# TEXTE PROPOSÉ:
——

Des interprétations haineuses
Il y a bien sûr des faux
prophètes qui voient le signe de la fin des temps ; d’autres qui réalisent
que la foi et la vie chrétiennes peuvent disparaître de notre pays ;
d’autres encore y discernent un châtiment divin dû à nos iniquités personnelles
ou nationales. « Rien de nouveau sous le soleil ! » Il y a
longtemps que des forces anti-chrétiennes se liguent pour éradiquer la foi en
Jésus, en notre Dieu-Homme, mort-ressuscité, siégeant en Gloire pour nous y
prendre avec Lui. Il y en a qui s’en réjouissent et qui le disent !
Et alors ? Déjà, lors des
grandes persécutions des quatre premiers siècles, les païens faisaient le jeu
du pouvoir des Néron, des Dèce ou des Trajan pour effacer les traces des
disciples de Ce Jésus, notre Dieu apparu parmi nous et toujours présent,
quoique souvent invisible ! Ils applaudissaient hystériquement à leurs
massacres dans les cirques et les amphithéâtres et jouissaient de leurs mise-à
mort ! Et que faisaient les ardents chrétiens d’alors ? Se
vengeaient-ils de leurs veules persécuteurs ? Réclamaient-ils
justice ? Non, à l’école de leur Sauveur ils bénissaient ceux qui les
persécutaient et priaient pour eux : « Père, pardonne-leur, car ils
ne savent pas ce qu’ils font » (Évangile selon Luc 23,34) et les dernières
paroles de saint Étienne lapidé et rendant son dernier souffle étaient :
« Seigneur, ne leur compte pas ce péché. » (Actes des Apôtres 7,60). C’est ainsi qu’à toutes les époques les chrétiens
ont supporté quolibets et oppositions, critiques et persécutions et qu’ainsi
ils ont appris ce qu’est le Royaume des Cieux, dont souvent nous avons une bien
piètre image… Alors, même si l’on entend des paroles déplacées et pas très
intelligentes, « Ce sont les p’tits blancs qui pleurent pour des bouts de
bois » qu’est-ce que cela peut faire ? C’est un bien que ces
personnes se déchargent de leur agressivité, voire de leur haine ; ces
sentiments ne viennent pas d’elles, car elles ne savent pas ce qu’elles disent,
mais ces sarcasmes sont inspirés par une Intelligence supérieure et maligne.

——

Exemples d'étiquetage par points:
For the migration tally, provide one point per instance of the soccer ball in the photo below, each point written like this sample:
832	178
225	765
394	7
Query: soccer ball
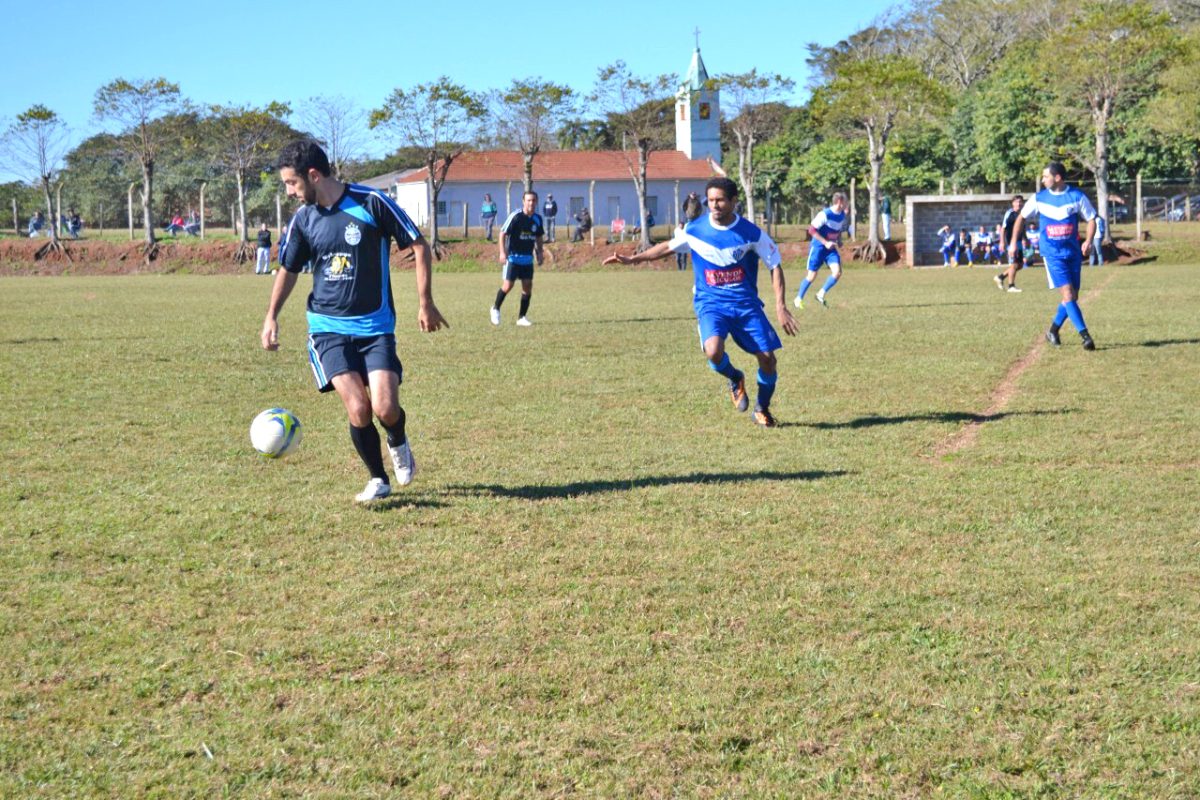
275	432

——

# CONSIGNE 1:
Restituez mot pour mot le passage du texte proposé compris entre « Des interprétations haineuses » et « le disent ! », bornes incluses.
# CONSIGNE 2:
Réécrivez toutes les lignes des entrées sous la forme d'une liste JSON de chaînes, une chaîne par ligne, en omettant les lignes vides. Laissez les images de côté.

# RÉPONSE ATTENDUE 1:
Des interprétations haineuses
Il y a bien sûr des faux
prophètes qui voient le signe de la fin des temps ; d’autres qui réalisent
que la foi et la vie chrétiennes peuvent disparaître de notre pays ;
d’autres encore y discernent un châtiment divin dû à nos iniquités personnelles
ou nationales. « Rien de nouveau sous le soleil ! » Il y a
longtemps que des forces anti-chrétiennes se liguent pour éradiquer la foi en
Jésus, en notre Dieu-Homme, mort-ressuscité, siégeant en Gloire pour nous y
prendre avec Lui. Il y en a qui s’en réjouissent et qui le disent !

# RÉPONSE ATTENDUE 2:
[
  "For the migration tally, provide one point per instance of the soccer ball in the photo below, each point written like this sample:",
  "832\t178",
  "225\t765",
  "394\t7",
  "Query: soccer ball",
  "275\t432"
]